═════ DATA FOR THIS EXERCISE ═════
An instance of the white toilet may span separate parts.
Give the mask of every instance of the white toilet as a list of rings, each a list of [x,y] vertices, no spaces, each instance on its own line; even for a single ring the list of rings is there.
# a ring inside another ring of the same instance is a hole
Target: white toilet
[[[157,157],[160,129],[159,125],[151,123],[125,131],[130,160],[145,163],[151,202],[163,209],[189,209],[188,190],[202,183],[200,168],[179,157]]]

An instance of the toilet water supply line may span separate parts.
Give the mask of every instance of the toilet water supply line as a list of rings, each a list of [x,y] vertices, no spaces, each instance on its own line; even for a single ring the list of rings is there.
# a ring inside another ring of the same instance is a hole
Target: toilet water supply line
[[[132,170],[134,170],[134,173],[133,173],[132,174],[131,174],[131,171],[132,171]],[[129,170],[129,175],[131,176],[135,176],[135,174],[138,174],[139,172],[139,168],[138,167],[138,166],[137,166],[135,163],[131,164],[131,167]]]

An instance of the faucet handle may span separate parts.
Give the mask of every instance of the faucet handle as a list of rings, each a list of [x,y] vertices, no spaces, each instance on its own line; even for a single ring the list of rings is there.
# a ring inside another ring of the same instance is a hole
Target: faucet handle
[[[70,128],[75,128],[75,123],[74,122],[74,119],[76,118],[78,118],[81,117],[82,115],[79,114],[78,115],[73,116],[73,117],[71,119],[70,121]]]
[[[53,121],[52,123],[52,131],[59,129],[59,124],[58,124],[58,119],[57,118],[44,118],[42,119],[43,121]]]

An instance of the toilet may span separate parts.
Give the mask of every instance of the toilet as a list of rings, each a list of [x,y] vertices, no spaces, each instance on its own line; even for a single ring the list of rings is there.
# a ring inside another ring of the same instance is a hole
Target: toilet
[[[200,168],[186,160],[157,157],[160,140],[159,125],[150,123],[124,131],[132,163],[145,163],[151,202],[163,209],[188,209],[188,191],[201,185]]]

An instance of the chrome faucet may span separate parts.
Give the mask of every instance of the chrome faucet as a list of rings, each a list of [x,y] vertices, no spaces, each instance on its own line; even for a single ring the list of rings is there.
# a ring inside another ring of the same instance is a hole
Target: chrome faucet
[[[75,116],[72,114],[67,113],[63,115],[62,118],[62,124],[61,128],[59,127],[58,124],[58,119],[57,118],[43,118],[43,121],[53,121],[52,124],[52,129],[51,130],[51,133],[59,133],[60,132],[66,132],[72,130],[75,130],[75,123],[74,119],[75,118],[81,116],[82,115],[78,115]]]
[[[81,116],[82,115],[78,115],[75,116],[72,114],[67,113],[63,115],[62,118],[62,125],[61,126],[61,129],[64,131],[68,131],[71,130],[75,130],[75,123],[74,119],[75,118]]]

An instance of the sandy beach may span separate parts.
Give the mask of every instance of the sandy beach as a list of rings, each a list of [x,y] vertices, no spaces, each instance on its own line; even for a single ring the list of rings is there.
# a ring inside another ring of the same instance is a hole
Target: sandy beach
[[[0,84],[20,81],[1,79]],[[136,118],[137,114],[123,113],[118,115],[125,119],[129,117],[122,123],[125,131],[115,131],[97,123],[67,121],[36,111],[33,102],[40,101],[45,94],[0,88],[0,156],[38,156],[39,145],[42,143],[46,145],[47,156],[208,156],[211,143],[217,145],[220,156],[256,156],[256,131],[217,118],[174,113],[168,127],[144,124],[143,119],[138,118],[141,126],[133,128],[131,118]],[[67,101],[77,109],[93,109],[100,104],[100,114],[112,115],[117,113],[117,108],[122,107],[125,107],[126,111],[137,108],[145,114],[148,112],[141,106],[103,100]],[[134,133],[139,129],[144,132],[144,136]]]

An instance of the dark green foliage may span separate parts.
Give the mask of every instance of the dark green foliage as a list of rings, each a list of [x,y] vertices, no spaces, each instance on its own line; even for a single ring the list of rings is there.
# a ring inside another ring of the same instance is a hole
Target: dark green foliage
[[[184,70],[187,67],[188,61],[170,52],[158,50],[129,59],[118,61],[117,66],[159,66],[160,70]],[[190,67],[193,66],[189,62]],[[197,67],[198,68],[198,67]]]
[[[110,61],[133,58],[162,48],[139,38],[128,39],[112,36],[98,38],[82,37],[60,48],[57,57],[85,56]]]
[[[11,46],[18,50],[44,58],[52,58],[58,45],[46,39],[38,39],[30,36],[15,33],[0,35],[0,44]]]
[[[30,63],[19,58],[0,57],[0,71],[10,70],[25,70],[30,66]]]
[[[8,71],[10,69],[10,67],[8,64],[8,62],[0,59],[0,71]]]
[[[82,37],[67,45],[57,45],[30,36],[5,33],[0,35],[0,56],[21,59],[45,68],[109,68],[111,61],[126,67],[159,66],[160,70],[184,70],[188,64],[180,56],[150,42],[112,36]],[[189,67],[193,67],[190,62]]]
═════
● DIRECTIVE: Reproduce every one of the lines above verbatim, with no alteration to wording, numbers or punctuation.

● SOLUTION FOR THIS EXERCISE:
An instance of the white toilet may span separate parts.
Give the mask of every instance of the white toilet as a list of rings, each a list of [x,y] vertices, no spaces, each instance on its own line; even for a single ring the list of rings is there.
# a ring inside another ring of the same instance is a hole
Target: white toilet
[[[157,157],[160,129],[159,125],[151,123],[125,131],[130,160],[145,163],[151,202],[163,209],[189,209],[188,190],[202,183],[200,168],[179,157]]]

An instance of the toilet water supply line may span separate parts.
Give the mask of every instance of the toilet water supply line as a list of rings, each a list of [x,y] vertices, no spaces, each instance on its own line; even for a single ring the list of rings is there.
# a ring inside another ring of the same instance is a hole
Target: toilet water supply line
[[[132,170],[134,170],[134,173],[133,173],[132,174],[131,174],[131,171],[132,171]],[[129,170],[129,175],[131,176],[135,176],[135,174],[138,174],[139,172],[139,168],[138,167],[138,166],[137,166],[135,163],[131,164],[131,167]]]

An instance of the faucet handle may span separate parts.
Give the mask of every instance of the faucet handle as a list of rings, each a list of [x,y] vertices, no spaces, each instance on its own line; even for a single ring the list of rings is there.
# a ring inside another ring of the same instance is a hole
Target: faucet handle
[[[70,128],[75,128],[75,123],[74,122],[74,119],[76,118],[78,118],[81,117],[82,115],[79,114],[78,115],[73,116],[73,117],[71,119],[70,121]]]
[[[53,121],[52,123],[52,131],[59,129],[59,124],[58,124],[58,119],[57,118],[44,118],[42,119],[43,121]]]

An instance of the toilet may span separate parts.
Give the mask of every instance of the toilet as a list of rings, each a list of [x,y] vertices, no spaces, each instance on its own line; even for a single ring the list of rings is there.
# a ring inside another ring of the same instance is a hole
Target: toilet
[[[200,168],[186,160],[157,157],[160,140],[159,125],[150,123],[124,131],[132,163],[145,163],[151,202],[163,209],[188,209],[188,191],[201,185]]]

An instance of the chrome faucet may span separate parts.
Give the mask of every instance of the chrome faucet as a list of rings, each a list of [x,y] vertices, no spaces, each instance on its own line; even for a single ring the list of rings is there.
# a ring inside another ring of the same instance is a hole
Target: chrome faucet
[[[75,116],[72,114],[67,113],[63,115],[62,118],[62,124],[61,128],[59,127],[58,124],[58,119],[57,118],[43,118],[43,121],[53,121],[52,124],[52,129],[51,130],[51,133],[59,133],[60,132],[66,132],[72,130],[75,130],[75,123],[74,119],[75,118],[81,116],[82,115],[78,115]]]
[[[81,116],[82,115],[78,115],[75,116],[72,114],[67,113],[63,115],[62,118],[62,125],[61,126],[61,129],[64,131],[68,131],[71,130],[75,130],[75,123],[74,119],[75,118]]]

An instance of the sandy beach may span separate parts.
Give the mask of every instance of the sandy beach as a list of rings, each a list of [x,y] vertices, no spaces, each instance on its own line; even for a single ring the list of rings is there.
# a ring inside another ring of the same instance is a hole
Target: sandy beach
[[[0,84],[20,81],[1,79]],[[136,118],[137,114],[123,113],[118,115],[125,119],[129,117],[122,123],[125,131],[115,131],[97,123],[67,121],[36,111],[33,102],[40,101],[45,94],[0,88],[0,156],[38,156],[39,145],[42,143],[46,145],[47,156],[208,156],[211,143],[217,145],[220,156],[256,156],[256,131],[217,118],[174,113],[168,127],[144,124],[143,119],[138,118],[141,126],[133,128],[131,118]],[[67,101],[77,109],[93,109],[100,104],[100,114],[112,115],[117,113],[117,108],[122,107],[125,107],[126,111],[137,108],[145,114],[148,112],[141,106],[103,100]],[[134,133],[139,129],[144,132],[144,136]]]

An instance of the dark green foliage may span separate parts.
Give the mask of every instance of the dark green foliage as a list of rings, each a list of [x,y] vertices, no spaces, each instance on its own line; even for a single ring the list of rings is there.
# a ring inside another ring of the same instance is a hole
Target: dark green foliage
[[[184,70],[187,67],[188,61],[170,52],[158,50],[129,59],[118,61],[117,66],[159,66],[160,70]],[[190,67],[193,66],[189,62]],[[197,67],[198,68],[198,67]]]
[[[110,61],[133,58],[162,48],[139,38],[128,39],[112,36],[98,38],[82,37],[60,48],[57,57],[85,56]]]
[[[11,46],[18,50],[44,58],[52,58],[58,45],[46,39],[38,39],[30,36],[15,33],[0,35],[0,44]]]
[[[30,63],[19,58],[0,57],[0,71],[10,70],[25,70],[30,66]]]
[[[8,71],[10,69],[10,67],[8,64],[8,62],[0,59],[0,71]]]
[[[82,37],[67,45],[57,45],[30,36],[5,33],[0,35],[0,56],[21,59],[45,68],[109,68],[111,61],[126,67],[159,66],[160,70],[184,70],[188,64],[180,56],[150,42],[112,36]],[[189,67],[193,67],[190,62]]]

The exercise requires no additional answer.